BEGIN Material for the task

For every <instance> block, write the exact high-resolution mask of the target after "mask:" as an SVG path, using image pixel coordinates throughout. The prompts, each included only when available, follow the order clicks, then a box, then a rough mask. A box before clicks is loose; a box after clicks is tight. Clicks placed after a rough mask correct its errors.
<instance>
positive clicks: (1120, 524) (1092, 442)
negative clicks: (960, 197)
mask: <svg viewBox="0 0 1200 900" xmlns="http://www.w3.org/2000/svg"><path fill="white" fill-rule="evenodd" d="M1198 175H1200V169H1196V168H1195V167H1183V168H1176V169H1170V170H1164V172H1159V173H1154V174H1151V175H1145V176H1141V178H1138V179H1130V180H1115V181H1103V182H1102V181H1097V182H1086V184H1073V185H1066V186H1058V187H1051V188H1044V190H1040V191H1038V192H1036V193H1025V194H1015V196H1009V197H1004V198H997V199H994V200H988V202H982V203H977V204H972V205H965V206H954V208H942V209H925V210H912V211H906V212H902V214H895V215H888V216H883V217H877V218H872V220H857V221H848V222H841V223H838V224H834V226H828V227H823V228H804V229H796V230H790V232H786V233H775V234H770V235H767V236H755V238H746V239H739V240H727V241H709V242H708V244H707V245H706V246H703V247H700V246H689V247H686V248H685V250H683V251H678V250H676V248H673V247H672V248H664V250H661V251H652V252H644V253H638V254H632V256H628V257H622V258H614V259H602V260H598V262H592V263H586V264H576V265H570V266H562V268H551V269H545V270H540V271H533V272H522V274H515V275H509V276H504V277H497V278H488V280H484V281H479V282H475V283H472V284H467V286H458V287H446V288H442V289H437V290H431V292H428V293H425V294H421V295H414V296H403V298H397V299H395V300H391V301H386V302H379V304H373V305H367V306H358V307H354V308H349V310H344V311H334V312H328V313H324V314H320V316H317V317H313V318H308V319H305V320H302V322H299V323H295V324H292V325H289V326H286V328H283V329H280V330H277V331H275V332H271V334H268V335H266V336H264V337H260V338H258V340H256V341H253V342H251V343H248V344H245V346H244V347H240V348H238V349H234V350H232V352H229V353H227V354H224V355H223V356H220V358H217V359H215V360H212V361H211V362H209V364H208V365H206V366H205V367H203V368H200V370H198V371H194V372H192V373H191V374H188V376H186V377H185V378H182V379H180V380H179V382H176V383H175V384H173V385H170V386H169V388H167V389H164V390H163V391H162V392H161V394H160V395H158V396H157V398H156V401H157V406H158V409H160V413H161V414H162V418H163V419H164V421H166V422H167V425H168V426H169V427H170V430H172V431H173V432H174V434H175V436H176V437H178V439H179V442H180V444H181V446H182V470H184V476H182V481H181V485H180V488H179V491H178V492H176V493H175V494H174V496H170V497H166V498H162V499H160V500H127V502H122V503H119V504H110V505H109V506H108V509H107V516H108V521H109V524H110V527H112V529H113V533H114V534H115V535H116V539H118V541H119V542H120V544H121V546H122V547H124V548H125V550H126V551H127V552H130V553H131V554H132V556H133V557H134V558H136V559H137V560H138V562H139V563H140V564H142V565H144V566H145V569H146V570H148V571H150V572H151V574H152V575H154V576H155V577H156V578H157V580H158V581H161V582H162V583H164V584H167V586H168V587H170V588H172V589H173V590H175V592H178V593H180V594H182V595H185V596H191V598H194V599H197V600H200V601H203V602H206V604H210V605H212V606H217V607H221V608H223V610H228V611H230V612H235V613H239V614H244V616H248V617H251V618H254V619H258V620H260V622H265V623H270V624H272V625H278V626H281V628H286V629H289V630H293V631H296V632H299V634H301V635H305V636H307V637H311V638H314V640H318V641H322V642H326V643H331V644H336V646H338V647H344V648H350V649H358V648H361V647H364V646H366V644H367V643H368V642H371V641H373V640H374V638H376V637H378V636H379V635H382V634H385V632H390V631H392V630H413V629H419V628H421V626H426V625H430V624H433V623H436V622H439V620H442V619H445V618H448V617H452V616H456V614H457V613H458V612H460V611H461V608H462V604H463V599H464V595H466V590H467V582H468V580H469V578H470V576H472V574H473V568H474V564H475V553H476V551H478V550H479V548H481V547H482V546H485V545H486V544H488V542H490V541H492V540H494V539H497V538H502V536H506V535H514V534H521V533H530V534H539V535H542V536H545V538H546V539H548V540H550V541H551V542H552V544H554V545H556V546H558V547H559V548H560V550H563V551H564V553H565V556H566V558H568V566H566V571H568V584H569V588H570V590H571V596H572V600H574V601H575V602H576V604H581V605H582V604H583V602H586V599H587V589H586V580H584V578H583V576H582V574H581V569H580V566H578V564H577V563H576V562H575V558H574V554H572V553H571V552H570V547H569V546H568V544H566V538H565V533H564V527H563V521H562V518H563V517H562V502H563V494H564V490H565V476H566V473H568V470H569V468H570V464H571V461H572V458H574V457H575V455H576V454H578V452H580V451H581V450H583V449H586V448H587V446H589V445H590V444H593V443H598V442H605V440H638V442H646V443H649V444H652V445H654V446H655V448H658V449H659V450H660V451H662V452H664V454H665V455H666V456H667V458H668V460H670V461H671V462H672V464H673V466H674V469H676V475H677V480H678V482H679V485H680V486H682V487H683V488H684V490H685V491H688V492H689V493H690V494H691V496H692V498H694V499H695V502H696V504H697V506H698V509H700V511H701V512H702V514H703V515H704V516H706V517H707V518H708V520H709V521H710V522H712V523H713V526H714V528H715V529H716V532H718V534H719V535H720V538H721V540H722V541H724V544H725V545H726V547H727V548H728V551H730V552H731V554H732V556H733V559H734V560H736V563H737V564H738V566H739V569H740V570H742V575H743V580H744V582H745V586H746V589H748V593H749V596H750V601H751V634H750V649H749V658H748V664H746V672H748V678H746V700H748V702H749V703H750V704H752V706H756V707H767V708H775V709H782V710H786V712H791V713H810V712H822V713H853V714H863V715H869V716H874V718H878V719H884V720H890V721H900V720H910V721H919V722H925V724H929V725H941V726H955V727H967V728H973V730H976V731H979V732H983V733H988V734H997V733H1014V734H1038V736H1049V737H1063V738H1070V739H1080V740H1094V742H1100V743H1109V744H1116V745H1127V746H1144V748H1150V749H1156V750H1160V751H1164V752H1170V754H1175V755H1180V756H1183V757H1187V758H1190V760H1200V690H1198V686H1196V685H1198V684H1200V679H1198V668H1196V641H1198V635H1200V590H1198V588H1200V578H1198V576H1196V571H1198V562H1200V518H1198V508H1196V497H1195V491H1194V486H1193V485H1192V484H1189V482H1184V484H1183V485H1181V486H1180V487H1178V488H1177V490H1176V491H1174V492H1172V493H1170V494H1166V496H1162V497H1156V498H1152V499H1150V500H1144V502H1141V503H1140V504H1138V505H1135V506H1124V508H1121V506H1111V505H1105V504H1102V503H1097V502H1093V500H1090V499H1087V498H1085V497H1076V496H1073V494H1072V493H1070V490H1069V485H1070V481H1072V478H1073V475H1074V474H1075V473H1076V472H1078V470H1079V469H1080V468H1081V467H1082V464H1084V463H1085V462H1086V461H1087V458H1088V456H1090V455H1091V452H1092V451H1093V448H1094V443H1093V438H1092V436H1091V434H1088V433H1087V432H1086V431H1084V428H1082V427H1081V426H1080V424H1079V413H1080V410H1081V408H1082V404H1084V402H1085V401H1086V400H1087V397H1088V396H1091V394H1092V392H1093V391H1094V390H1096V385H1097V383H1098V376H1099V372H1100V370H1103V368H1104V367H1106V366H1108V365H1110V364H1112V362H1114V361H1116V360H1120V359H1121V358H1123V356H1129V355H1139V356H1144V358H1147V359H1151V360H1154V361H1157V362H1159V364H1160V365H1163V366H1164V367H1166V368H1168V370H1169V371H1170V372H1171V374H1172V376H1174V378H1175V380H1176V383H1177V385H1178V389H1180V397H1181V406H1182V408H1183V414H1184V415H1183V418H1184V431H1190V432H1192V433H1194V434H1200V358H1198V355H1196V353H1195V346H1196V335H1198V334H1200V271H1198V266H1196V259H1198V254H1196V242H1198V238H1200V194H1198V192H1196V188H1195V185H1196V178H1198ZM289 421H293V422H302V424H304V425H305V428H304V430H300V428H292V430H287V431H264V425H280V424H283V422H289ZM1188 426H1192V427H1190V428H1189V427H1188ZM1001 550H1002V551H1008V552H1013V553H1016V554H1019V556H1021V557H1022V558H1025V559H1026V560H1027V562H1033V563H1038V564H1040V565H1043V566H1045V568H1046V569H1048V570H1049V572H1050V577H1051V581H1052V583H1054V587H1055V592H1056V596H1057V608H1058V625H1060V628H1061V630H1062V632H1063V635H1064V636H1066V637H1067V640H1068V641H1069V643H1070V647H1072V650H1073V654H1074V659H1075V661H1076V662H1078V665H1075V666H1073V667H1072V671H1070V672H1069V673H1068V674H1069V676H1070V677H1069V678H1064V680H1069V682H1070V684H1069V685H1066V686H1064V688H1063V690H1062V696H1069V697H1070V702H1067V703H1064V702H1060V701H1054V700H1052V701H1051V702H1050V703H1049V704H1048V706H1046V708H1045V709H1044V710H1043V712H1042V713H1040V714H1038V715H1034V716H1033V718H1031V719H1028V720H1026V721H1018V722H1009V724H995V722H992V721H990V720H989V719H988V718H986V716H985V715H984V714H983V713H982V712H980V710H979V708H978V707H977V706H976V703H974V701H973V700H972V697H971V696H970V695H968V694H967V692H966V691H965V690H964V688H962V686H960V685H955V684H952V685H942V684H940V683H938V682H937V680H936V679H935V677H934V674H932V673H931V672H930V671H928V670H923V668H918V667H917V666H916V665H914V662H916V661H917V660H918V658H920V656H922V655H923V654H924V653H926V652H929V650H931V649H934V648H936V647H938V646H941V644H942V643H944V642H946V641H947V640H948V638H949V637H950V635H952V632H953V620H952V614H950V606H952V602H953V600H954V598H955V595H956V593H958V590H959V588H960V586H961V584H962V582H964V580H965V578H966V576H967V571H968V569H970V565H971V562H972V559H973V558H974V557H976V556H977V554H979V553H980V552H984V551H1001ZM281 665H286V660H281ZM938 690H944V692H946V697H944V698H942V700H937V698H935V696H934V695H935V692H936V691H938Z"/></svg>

END Material for the task

Copy out each line of the records that holds the string "instance".

**Answer space:**
For every <instance> block, write the exact high-resolution mask of the target after "mask:" as an SVG path, using image pixel coordinates throughout. The prompts, each included only when available, follow the order clicks, then a box, then a rough mask. A box before clicks is loose; a box after clicks is tight. Clicks placed after a rough mask correct its errors.
<instance>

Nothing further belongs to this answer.